• _Stated problem_
Print all entries word for word.

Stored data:
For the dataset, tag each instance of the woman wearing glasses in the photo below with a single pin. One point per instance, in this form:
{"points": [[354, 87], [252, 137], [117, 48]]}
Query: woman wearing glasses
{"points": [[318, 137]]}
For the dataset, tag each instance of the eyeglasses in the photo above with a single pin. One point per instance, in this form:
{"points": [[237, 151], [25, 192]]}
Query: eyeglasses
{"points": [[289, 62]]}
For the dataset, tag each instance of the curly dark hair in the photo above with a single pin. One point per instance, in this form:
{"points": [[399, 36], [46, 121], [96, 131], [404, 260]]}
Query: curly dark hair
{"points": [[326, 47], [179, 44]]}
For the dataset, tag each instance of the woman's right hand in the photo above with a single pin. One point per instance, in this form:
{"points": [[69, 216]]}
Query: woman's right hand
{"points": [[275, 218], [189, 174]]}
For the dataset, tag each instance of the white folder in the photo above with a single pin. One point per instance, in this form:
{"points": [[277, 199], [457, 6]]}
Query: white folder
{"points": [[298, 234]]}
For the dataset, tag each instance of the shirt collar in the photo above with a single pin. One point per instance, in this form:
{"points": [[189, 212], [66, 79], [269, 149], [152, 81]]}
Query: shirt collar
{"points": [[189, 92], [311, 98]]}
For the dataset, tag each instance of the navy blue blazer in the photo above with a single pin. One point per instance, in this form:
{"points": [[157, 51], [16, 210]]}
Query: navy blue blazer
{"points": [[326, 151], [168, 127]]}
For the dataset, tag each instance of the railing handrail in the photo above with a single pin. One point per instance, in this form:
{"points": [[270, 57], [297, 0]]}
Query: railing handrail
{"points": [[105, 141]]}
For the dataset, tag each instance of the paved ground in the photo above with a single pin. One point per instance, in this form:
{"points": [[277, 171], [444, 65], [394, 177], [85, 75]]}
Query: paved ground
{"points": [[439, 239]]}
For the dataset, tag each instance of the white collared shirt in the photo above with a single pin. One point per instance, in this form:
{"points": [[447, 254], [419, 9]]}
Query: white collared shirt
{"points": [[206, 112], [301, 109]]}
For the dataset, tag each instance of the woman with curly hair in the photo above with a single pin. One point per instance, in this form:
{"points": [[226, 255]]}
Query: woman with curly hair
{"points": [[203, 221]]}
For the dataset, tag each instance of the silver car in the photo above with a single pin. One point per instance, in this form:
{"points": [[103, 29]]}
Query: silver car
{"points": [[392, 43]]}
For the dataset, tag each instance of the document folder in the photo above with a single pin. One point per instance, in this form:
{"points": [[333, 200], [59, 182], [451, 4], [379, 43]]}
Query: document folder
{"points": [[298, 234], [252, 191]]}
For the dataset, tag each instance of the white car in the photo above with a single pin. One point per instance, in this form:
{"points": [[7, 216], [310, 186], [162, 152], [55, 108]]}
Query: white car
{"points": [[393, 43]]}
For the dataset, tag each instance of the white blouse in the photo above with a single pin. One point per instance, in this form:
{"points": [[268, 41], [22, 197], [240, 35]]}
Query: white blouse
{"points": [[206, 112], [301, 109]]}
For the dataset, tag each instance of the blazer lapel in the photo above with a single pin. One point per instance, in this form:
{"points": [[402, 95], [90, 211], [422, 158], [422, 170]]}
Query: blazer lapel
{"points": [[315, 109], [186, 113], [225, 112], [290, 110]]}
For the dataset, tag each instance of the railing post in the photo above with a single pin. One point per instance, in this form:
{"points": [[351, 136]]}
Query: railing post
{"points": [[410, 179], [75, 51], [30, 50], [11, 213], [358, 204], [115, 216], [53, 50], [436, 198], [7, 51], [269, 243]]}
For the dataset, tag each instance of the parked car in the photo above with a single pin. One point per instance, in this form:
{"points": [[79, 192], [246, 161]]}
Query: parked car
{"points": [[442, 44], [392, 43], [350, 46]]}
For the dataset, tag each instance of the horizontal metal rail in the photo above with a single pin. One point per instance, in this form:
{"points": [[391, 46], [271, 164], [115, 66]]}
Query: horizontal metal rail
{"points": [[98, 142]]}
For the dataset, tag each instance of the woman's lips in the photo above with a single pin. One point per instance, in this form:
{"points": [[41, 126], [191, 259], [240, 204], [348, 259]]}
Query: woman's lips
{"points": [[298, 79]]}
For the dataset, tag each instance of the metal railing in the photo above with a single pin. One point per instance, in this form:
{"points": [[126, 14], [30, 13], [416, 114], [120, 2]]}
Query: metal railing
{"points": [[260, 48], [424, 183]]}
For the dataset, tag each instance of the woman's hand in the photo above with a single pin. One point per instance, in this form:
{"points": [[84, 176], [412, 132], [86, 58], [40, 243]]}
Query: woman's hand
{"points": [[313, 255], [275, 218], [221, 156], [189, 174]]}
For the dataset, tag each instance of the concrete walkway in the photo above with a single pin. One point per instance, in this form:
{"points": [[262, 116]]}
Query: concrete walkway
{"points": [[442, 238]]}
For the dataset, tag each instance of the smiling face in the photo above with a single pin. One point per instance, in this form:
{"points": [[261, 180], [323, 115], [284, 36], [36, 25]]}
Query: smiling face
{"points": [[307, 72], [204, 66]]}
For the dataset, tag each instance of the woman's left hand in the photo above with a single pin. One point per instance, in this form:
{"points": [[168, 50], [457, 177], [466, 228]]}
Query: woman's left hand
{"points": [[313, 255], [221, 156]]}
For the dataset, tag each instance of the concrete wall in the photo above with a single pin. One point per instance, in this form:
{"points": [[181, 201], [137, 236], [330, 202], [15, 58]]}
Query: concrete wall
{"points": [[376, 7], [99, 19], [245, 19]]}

• _Exercise result_
For the dataset, tag each instance of the woman wearing glasses in the photo below with a single pin. One point per instance, in this form:
{"points": [[354, 87], [252, 137], [117, 48]]}
Query: woman wearing glasses
{"points": [[318, 137]]}
For the dataset, tag each instance of the eyeglasses in the photo above with a single pin. One point per instance, in this form:
{"points": [[237, 151], [25, 192]]}
Query: eyeglasses
{"points": [[289, 62]]}
For the dataset, tag each instance of the curly dark hair in the photo above with a single pin. One point per instance, in this form:
{"points": [[399, 36], [46, 121], [96, 131], [404, 260]]}
Query: curly dark hair
{"points": [[326, 47], [179, 44]]}
For the dataset, tag each instance of the woman's right hand in the photo above with a single pin. One point per instance, in this form:
{"points": [[69, 216]]}
Query: woman's right hand
{"points": [[275, 218], [189, 174]]}
For the dataset, tag each instance of the white folder in the photo above with a single pin. One point per instance, in this form:
{"points": [[277, 199], [457, 6]]}
Query: white folder
{"points": [[298, 234]]}
For the dataset, tag each instance of the shirt collar in the photo above with a single pin. One point per instance, in this form:
{"points": [[189, 212], [66, 79], [269, 149], [152, 81]]}
Query: shirt collar
{"points": [[189, 92], [311, 98]]}
For the dataset, tag each instance of the navy blue blazer in the photo above with a single pin. One point per instance, in this form:
{"points": [[157, 51], [16, 210]]}
Query: navy blue blazer
{"points": [[326, 151], [168, 127]]}
For the dataset, tag each instance of the railing handrail in the photo above with a single pin. One point per instance, in this form:
{"points": [[270, 57], [297, 0]]}
Query: railing handrail
{"points": [[105, 141]]}
For the dataset, tag each instance of the paved ground in the photo above with a single pin. One point per instance, in this form:
{"points": [[277, 171], [444, 65], [394, 177], [85, 75]]}
Query: paved ground
{"points": [[439, 239]]}
For the dataset, tag each instance of the white collared shirt in the photo above with a single pin. One point per instance, in this form:
{"points": [[447, 254], [419, 9]]}
Query: white collared shirt
{"points": [[206, 112], [301, 109]]}
For the dataset, tag each instance of the woman with curly hair in the photo above with a single pin. One point per instance, in this form:
{"points": [[226, 255]]}
Query: woman with curly hair
{"points": [[203, 221]]}
For the dataset, tag each instance of the silver car in the photo above with a single pin. One point per instance, in this form:
{"points": [[103, 29]]}
Query: silver car
{"points": [[392, 43]]}
For the dataset, tag each instance of the document folder in the photo above with a single pin. One point per instance, in this form:
{"points": [[333, 200], [59, 182], [451, 4], [379, 43]]}
Query: document folder
{"points": [[298, 234], [252, 191]]}
For the dataset, tag each instance of the white car in the photo above with a single pin. One point per instance, in this form:
{"points": [[7, 216], [310, 186], [162, 152], [55, 108]]}
Query: white car
{"points": [[393, 43]]}
For the dataset, tag each instance of the white blouse in the photo above with a single pin. One point per instance, in this form:
{"points": [[268, 41], [22, 197], [240, 35]]}
Query: white blouse
{"points": [[206, 112], [301, 109]]}
For the dataset, tag each instance of the blazer lapel in the photo above with a single pin. One point per instance, in this form:
{"points": [[402, 95], [90, 211], [422, 158], [422, 170]]}
Query: blazer lapel
{"points": [[315, 109], [186, 113], [225, 112], [290, 110]]}
For the dataset, tag each instance of the railing post in the photo above with a single pin. One point per instance, in this form:
{"points": [[351, 136]]}
Query: railing post
{"points": [[410, 179], [75, 51], [30, 50], [11, 213], [358, 204], [115, 216], [53, 50], [436, 198], [7, 51], [269, 243]]}
For the dataset, tag each instance of the parked car in the photo above with a single pin. One point per instance, in this form:
{"points": [[79, 192], [246, 161]]}
Query: parked car
{"points": [[442, 44], [392, 43], [350, 46]]}
For the dataset, tag each instance of the horizontal metal rail in the photo above with a single pin. One point per instance, in this form:
{"points": [[391, 46], [271, 164], [115, 66]]}
Query: horizontal metal rail
{"points": [[98, 142]]}
For the dataset, tag each instance of the woman's lips in the photo above with a single pin. One point per instance, in this form:
{"points": [[41, 126], [191, 259], [240, 204], [348, 259]]}
Query: woman's lips
{"points": [[298, 79]]}
For the dataset, tag each instance of the metal railing in the photo above with a single pin. One point per instance, in this form:
{"points": [[126, 14], [30, 13], [416, 114], [120, 2]]}
Query: metal railing
{"points": [[260, 48], [424, 183]]}
For the dataset, tag each instance of the woman's hand in the photo above with a single pin. One point per instance, in this form:
{"points": [[84, 176], [412, 132], [86, 58], [40, 243]]}
Query: woman's hand
{"points": [[313, 255], [275, 218], [221, 156], [189, 174]]}
For the dataset, tag each instance of the concrete walkway in the photo above with a single pin. One point per instance, in this form:
{"points": [[262, 116]]}
Query: concrete walkway
{"points": [[442, 238]]}
For the dataset, tag each instance of the smiling face in the photo above with a single pin. One point per instance, in this form:
{"points": [[261, 180], [323, 115], [284, 36], [36, 25]]}
Query: smiling face
{"points": [[307, 72], [204, 66]]}
For the dataset, tag each instance of the woman's left hand in the photo above with a single pin. One point per instance, in this form:
{"points": [[168, 50], [457, 177], [466, 228]]}
Query: woman's left hand
{"points": [[313, 255], [221, 156]]}
For the dataset, tag each instance of the concrete wall in the photo above with a single pin. One point per instance, in this form:
{"points": [[181, 201], [137, 236], [330, 202], [15, 58]]}
Query: concrete wall
{"points": [[376, 7], [99, 19], [245, 19]]}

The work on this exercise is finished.